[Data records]
============
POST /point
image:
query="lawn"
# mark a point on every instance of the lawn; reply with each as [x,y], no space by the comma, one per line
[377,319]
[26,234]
============
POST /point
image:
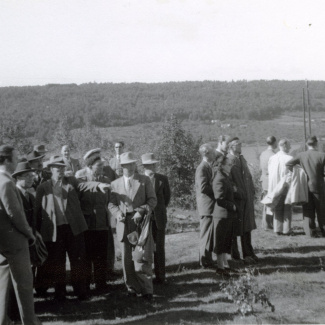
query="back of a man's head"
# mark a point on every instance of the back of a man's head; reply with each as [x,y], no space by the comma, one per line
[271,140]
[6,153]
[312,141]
============
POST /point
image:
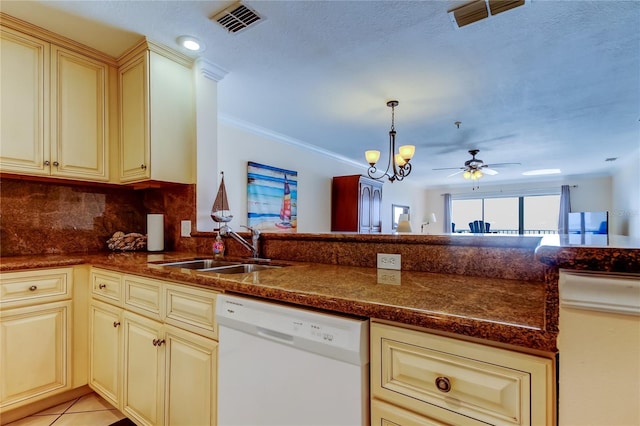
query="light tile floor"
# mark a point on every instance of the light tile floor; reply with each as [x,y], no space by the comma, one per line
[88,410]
============
[Work to be completed]: From the data, list each line in which the string "query" appears.

[Task answer]:
query="lawn"
query="back of a man's head"
query="light tile floor"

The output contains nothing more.